▶ [Data for processing]
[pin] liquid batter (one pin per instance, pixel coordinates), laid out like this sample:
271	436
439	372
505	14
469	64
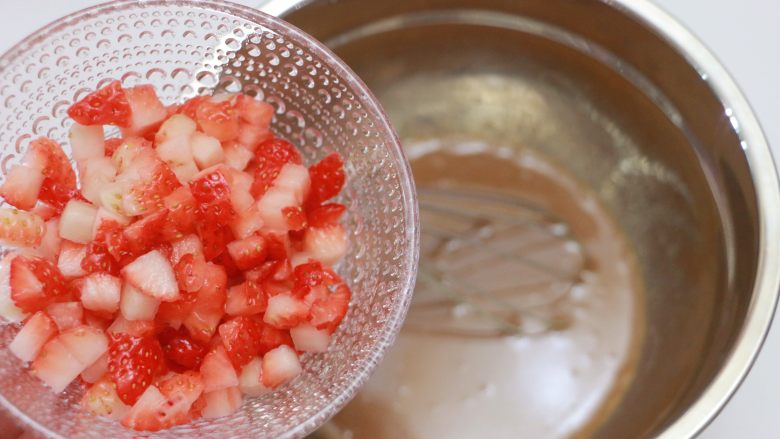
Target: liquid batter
521	327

▶ [Exercise directions]
Leaving out the images, repeat the listing above exactly.

▶ [Output below]
[pin] liquid batter (one pin per instance, pixel coordinates), laid out like this sample:
271	436
439	372
505	14
469	64
Target: liquid batter
521	327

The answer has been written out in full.